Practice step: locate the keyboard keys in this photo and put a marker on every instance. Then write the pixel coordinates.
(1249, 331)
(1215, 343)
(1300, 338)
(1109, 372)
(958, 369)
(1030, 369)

→ Work to do
Reproduce every one of the rows above word for word, changing nothing.

→ Complete answer
Practice step: locate the keyboard keys in this photo and put a marker on every instance. Then write the pixel coordinates.
(1249, 331)
(1215, 343)
(1300, 338)
(1109, 372)
(958, 369)
(1030, 369)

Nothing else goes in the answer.